*Do this*
Pull out every line of the records below that contains the word "plant", and copy each one in full.

======== Data listing ========

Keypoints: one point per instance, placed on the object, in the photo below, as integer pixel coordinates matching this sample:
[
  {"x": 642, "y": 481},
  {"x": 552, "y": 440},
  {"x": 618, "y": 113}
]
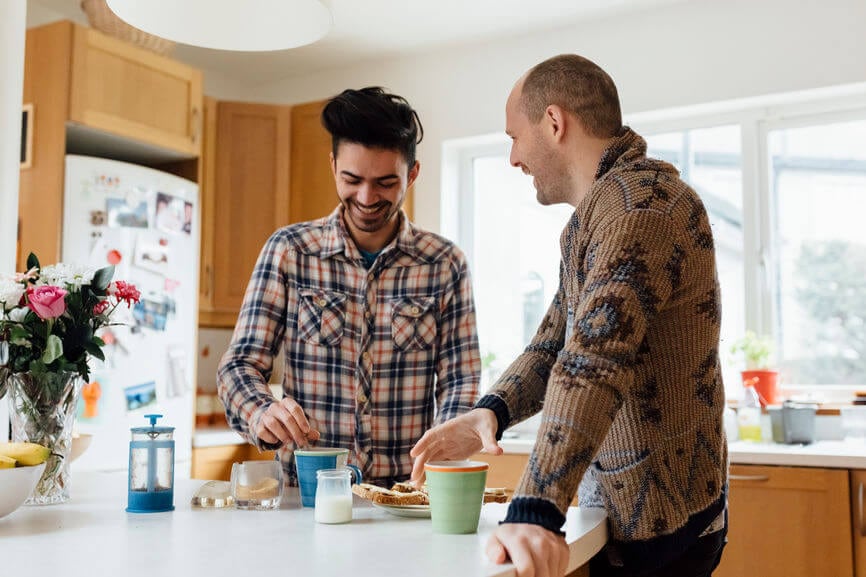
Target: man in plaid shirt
[{"x": 375, "y": 316}]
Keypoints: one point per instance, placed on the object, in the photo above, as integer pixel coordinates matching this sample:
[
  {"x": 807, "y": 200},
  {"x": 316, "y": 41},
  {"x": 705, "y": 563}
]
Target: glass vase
[{"x": 42, "y": 407}]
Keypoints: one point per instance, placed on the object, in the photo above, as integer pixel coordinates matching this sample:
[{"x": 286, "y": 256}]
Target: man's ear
[
  {"x": 413, "y": 173},
  {"x": 555, "y": 121}
]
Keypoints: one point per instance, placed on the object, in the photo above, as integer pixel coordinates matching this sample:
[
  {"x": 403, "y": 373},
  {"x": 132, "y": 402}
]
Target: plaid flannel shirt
[{"x": 369, "y": 353}]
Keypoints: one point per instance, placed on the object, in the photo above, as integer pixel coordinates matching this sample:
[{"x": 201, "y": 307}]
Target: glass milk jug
[
  {"x": 333, "y": 495},
  {"x": 151, "y": 468}
]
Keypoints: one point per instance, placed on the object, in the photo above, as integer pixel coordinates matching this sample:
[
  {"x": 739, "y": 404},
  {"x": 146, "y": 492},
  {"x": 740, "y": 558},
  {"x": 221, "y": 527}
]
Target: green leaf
[
  {"x": 102, "y": 278},
  {"x": 95, "y": 350},
  {"x": 53, "y": 349},
  {"x": 19, "y": 336}
]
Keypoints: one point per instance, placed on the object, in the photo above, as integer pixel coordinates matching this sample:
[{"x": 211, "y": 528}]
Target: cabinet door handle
[
  {"x": 208, "y": 279},
  {"x": 860, "y": 510},
  {"x": 196, "y": 125},
  {"x": 749, "y": 477}
]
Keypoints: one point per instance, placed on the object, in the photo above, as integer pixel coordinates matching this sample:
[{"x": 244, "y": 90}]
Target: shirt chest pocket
[
  {"x": 413, "y": 323},
  {"x": 321, "y": 316}
]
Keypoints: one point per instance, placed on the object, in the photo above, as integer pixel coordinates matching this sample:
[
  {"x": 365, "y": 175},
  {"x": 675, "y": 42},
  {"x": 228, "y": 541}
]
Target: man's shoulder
[
  {"x": 431, "y": 247},
  {"x": 304, "y": 237},
  {"x": 644, "y": 186}
]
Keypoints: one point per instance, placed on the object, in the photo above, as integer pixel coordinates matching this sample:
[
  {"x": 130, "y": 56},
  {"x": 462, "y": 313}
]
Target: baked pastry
[
  {"x": 389, "y": 497},
  {"x": 406, "y": 488},
  {"x": 406, "y": 494},
  {"x": 495, "y": 495}
]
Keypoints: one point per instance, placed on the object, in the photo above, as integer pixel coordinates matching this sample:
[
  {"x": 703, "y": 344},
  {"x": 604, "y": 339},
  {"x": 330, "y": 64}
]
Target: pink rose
[
  {"x": 46, "y": 301},
  {"x": 124, "y": 291}
]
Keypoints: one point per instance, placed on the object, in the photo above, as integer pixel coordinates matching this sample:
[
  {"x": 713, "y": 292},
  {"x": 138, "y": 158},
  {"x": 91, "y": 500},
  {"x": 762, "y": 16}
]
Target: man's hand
[
  {"x": 285, "y": 421},
  {"x": 458, "y": 438},
  {"x": 535, "y": 551}
]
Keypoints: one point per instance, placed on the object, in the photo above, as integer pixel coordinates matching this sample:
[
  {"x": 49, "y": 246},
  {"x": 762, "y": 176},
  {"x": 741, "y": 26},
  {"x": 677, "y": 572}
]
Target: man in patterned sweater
[
  {"x": 625, "y": 365},
  {"x": 374, "y": 316}
]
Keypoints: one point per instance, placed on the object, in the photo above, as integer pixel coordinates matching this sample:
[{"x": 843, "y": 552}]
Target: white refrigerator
[{"x": 146, "y": 223}]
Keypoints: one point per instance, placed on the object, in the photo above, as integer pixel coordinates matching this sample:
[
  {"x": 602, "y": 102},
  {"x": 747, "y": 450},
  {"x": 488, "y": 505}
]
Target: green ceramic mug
[{"x": 456, "y": 491}]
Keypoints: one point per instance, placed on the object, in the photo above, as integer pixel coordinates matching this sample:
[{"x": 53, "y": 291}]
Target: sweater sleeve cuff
[
  {"x": 499, "y": 408},
  {"x": 536, "y": 512}
]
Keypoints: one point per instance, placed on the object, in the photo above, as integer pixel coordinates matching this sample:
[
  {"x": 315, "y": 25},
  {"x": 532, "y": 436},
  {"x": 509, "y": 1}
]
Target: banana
[{"x": 25, "y": 453}]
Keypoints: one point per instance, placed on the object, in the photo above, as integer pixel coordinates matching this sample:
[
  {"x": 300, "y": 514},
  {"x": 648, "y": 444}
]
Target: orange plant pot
[{"x": 765, "y": 382}]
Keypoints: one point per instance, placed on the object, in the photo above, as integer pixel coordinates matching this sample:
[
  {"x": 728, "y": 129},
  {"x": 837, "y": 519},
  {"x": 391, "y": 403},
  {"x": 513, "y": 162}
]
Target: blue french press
[{"x": 151, "y": 468}]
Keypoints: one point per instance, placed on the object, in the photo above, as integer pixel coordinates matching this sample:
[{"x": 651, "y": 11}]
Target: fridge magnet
[
  {"x": 151, "y": 255},
  {"x": 169, "y": 212},
  {"x": 122, "y": 214},
  {"x": 140, "y": 396},
  {"x": 97, "y": 217},
  {"x": 152, "y": 311}
]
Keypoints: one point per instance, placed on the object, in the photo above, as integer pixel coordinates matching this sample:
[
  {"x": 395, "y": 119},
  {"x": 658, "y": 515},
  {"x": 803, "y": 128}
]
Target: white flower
[
  {"x": 10, "y": 293},
  {"x": 73, "y": 275}
]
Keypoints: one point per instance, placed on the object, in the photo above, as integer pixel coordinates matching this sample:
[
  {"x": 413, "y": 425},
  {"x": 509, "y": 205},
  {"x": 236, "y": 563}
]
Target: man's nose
[
  {"x": 365, "y": 194},
  {"x": 513, "y": 159}
]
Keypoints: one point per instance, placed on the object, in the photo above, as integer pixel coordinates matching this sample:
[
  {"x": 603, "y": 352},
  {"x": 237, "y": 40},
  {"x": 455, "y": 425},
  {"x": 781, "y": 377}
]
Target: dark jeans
[{"x": 699, "y": 560}]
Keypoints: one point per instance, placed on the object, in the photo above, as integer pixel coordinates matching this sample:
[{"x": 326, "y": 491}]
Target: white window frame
[{"x": 756, "y": 117}]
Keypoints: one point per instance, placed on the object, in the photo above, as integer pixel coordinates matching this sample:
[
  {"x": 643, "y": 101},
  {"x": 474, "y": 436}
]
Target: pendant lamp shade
[{"x": 244, "y": 25}]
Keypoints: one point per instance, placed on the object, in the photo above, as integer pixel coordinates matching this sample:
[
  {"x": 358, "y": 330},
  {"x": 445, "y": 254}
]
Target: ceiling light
[{"x": 251, "y": 25}]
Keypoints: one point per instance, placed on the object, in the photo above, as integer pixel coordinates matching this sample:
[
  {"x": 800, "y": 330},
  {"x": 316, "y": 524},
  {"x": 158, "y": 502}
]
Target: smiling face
[
  {"x": 371, "y": 184},
  {"x": 533, "y": 152}
]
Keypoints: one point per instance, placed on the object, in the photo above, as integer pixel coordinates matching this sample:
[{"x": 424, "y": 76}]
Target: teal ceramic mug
[
  {"x": 309, "y": 461},
  {"x": 456, "y": 492}
]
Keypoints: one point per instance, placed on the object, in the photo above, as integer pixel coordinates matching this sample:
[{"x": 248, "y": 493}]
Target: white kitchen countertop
[
  {"x": 92, "y": 534},
  {"x": 215, "y": 436},
  {"x": 848, "y": 454},
  {"x": 842, "y": 454}
]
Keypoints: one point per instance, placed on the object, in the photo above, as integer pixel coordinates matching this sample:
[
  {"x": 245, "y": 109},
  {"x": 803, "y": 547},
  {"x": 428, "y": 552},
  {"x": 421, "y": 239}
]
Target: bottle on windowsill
[{"x": 749, "y": 415}]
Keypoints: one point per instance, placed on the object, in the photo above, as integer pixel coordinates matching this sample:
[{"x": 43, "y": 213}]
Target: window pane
[
  {"x": 515, "y": 264},
  {"x": 818, "y": 178},
  {"x": 710, "y": 160}
]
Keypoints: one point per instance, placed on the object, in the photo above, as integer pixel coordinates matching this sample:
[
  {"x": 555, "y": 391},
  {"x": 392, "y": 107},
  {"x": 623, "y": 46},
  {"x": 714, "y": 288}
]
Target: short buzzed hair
[{"x": 577, "y": 85}]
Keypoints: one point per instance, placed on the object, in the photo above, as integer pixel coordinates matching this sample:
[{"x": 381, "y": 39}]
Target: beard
[{"x": 371, "y": 218}]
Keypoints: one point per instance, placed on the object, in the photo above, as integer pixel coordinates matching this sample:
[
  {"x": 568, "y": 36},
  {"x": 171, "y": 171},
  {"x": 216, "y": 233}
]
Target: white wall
[{"x": 689, "y": 53}]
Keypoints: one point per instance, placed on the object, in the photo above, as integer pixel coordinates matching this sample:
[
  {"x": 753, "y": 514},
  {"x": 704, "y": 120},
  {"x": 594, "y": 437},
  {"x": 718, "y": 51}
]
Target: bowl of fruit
[{"x": 21, "y": 466}]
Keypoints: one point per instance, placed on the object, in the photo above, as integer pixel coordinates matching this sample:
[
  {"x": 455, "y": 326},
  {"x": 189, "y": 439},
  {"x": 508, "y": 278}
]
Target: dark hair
[
  {"x": 373, "y": 118},
  {"x": 579, "y": 86}
]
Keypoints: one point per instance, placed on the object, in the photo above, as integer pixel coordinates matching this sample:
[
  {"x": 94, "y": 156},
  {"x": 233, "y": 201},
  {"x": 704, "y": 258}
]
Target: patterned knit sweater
[{"x": 625, "y": 367}]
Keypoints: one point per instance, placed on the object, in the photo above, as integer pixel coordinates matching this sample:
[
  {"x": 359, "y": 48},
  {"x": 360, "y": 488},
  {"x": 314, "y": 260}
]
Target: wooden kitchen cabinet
[
  {"x": 215, "y": 463},
  {"x": 788, "y": 522},
  {"x": 858, "y": 520},
  {"x": 245, "y": 198},
  {"x": 131, "y": 92},
  {"x": 95, "y": 95}
]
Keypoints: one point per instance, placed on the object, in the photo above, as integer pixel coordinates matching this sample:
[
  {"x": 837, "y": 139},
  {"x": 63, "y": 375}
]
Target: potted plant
[{"x": 757, "y": 351}]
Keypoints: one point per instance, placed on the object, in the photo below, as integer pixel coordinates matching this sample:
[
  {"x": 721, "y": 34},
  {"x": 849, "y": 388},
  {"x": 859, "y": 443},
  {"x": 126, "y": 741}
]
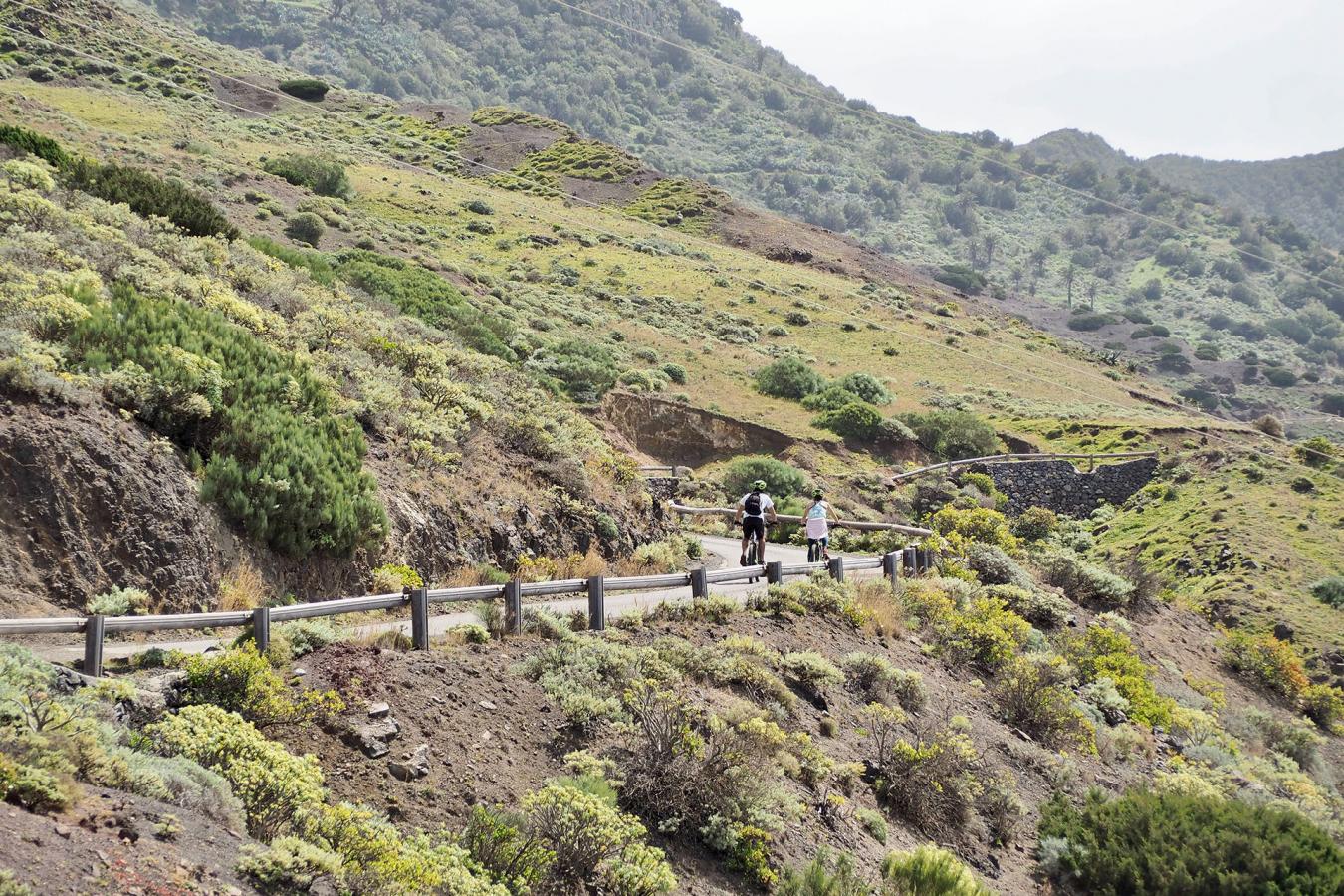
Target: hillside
[
  {"x": 703, "y": 99},
  {"x": 268, "y": 338},
  {"x": 1304, "y": 191}
]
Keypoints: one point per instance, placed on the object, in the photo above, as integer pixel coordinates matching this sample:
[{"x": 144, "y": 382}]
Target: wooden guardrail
[
  {"x": 674, "y": 470},
  {"x": 994, "y": 458},
  {"x": 859, "y": 526},
  {"x": 894, "y": 564}
]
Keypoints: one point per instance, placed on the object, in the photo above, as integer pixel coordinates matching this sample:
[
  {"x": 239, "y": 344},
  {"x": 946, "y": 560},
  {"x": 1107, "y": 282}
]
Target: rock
[
  {"x": 415, "y": 765},
  {"x": 372, "y": 737}
]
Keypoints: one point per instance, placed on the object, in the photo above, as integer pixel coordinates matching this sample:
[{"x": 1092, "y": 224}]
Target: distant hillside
[
  {"x": 1305, "y": 189},
  {"x": 1233, "y": 335}
]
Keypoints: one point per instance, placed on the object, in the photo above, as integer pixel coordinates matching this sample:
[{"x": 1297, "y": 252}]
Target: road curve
[{"x": 726, "y": 550}]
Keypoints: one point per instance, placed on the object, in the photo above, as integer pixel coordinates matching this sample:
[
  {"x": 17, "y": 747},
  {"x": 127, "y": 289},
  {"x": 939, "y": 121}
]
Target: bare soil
[{"x": 107, "y": 844}]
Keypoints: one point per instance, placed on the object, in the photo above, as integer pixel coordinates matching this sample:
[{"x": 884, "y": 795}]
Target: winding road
[{"x": 719, "y": 551}]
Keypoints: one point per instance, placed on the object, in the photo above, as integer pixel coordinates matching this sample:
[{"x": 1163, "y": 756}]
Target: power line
[
  {"x": 926, "y": 134},
  {"x": 588, "y": 226}
]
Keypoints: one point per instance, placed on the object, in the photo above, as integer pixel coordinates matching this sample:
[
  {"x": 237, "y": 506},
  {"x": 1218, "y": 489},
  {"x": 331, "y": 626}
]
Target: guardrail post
[
  {"x": 597, "y": 603},
  {"x": 93, "y": 646},
  {"x": 699, "y": 581},
  {"x": 419, "y": 619},
  {"x": 835, "y": 565},
  {"x": 891, "y": 567},
  {"x": 514, "y": 606},
  {"x": 261, "y": 629}
]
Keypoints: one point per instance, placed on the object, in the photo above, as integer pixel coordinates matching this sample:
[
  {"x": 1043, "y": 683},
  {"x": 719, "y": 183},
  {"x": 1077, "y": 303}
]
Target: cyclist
[
  {"x": 755, "y": 511},
  {"x": 818, "y": 527}
]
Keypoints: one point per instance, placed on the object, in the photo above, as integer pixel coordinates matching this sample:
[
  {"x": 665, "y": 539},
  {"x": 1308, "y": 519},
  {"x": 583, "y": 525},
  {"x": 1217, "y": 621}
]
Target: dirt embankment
[{"x": 92, "y": 501}]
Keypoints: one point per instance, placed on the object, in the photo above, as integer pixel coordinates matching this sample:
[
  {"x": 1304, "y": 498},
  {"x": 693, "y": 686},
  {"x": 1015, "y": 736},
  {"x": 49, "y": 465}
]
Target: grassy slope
[{"x": 836, "y": 173}]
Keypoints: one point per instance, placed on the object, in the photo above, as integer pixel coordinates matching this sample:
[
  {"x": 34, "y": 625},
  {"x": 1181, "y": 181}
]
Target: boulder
[{"x": 411, "y": 766}]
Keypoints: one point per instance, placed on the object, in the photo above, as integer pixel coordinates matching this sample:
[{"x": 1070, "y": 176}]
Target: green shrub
[
  {"x": 986, "y": 633},
  {"x": 832, "y": 398},
  {"x": 855, "y": 421},
  {"x": 421, "y": 292},
  {"x": 287, "y": 865},
  {"x": 1033, "y": 695},
  {"x": 319, "y": 173},
  {"x": 878, "y": 680},
  {"x": 272, "y": 784},
  {"x": 1035, "y": 524},
  {"x": 789, "y": 377},
  {"x": 994, "y": 565},
  {"x": 929, "y": 871},
  {"x": 149, "y": 195},
  {"x": 1145, "y": 842},
  {"x": 35, "y": 144},
  {"x": 1041, "y": 608},
  {"x": 780, "y": 479},
  {"x": 594, "y": 844},
  {"x": 932, "y": 784},
  {"x": 119, "y": 602},
  {"x": 306, "y": 227},
  {"x": 31, "y": 787},
  {"x": 12, "y": 887},
  {"x": 812, "y": 670},
  {"x": 316, "y": 264},
  {"x": 502, "y": 846},
  {"x": 1105, "y": 653},
  {"x": 580, "y": 368},
  {"x": 1329, "y": 591},
  {"x": 378, "y": 858},
  {"x": 824, "y": 876},
  {"x": 952, "y": 435},
  {"x": 280, "y": 461},
  {"x": 1085, "y": 581},
  {"x": 963, "y": 527},
  {"x": 1267, "y": 661},
  {"x": 241, "y": 680}
]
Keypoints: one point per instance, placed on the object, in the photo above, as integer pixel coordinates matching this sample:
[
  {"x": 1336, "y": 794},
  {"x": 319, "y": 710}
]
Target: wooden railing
[
  {"x": 860, "y": 526},
  {"x": 894, "y": 564},
  {"x": 995, "y": 458}
]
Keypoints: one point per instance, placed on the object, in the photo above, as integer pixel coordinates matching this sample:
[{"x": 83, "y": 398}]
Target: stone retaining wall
[{"x": 1059, "y": 487}]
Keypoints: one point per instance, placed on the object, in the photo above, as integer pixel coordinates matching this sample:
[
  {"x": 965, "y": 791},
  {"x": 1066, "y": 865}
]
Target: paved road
[{"x": 723, "y": 549}]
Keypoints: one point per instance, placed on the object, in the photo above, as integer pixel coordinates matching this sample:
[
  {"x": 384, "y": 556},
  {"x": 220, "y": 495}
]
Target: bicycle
[{"x": 756, "y": 550}]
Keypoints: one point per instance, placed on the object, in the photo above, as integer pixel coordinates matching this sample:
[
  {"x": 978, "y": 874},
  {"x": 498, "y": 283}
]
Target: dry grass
[{"x": 242, "y": 588}]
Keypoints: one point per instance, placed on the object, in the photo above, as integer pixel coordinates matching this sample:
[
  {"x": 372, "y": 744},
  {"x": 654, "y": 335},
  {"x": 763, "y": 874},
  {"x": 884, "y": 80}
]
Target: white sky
[{"x": 1216, "y": 78}]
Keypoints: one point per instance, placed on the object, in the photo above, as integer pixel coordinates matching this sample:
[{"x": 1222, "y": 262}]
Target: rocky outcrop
[
  {"x": 92, "y": 500},
  {"x": 676, "y": 433},
  {"x": 1062, "y": 488}
]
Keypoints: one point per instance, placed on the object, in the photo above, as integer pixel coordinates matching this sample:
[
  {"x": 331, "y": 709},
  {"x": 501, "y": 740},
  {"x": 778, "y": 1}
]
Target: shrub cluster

========

*Response*
Target: orange plant pot
Target: potted plant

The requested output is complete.